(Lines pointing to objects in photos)
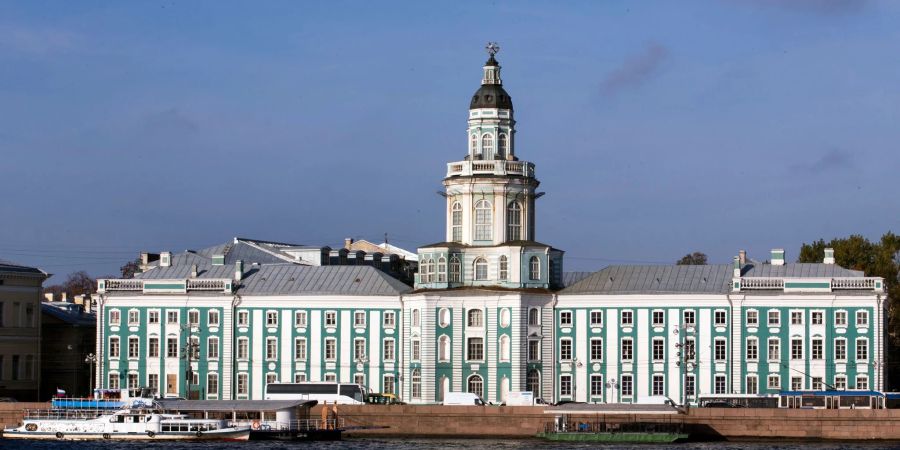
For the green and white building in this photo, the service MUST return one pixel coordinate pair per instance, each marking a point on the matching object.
(491, 311)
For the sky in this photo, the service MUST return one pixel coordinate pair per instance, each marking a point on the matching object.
(657, 128)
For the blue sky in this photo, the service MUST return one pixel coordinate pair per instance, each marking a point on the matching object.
(658, 128)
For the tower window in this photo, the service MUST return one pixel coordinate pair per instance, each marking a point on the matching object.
(456, 222)
(514, 222)
(487, 145)
(481, 269)
(483, 220)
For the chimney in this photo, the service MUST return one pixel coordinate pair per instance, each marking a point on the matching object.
(238, 270)
(165, 259)
(777, 256)
(829, 256)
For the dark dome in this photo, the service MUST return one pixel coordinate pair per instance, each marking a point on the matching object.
(491, 96)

| Objective |
Rewrite all of the lines above, swapping "chimney" for "smokestack" and keeping everything else the same. Leave out the pictures.

| Correct result |
For the green and white building in this photo, the service MUST return one pixel coordinate pair per instance, each marking a point on the matching object.
(491, 311)
For the sky in this photo, the service MUST return one pixel coordinate pair per instance, each marking a point on the matching object.
(657, 128)
For the blue sky in this photo, the service MUST return one pixel coordinate pair per instance, each marking a point on the matching object.
(658, 128)
For the tower window in this photo, the service MUST return one pixel coordinate pair per instance, each marking a point on the matching object.
(456, 222)
(514, 222)
(487, 145)
(481, 269)
(483, 220)
For the smokestack in this photo, the service MUST return one pixel coordinate pair per instance, each marking a point on the matching object.
(238, 270)
(165, 259)
(777, 256)
(829, 256)
For the dark dome in this photo, the service MUST return one pixel coordinate pair per instance, each marking a point on the matching object.
(491, 96)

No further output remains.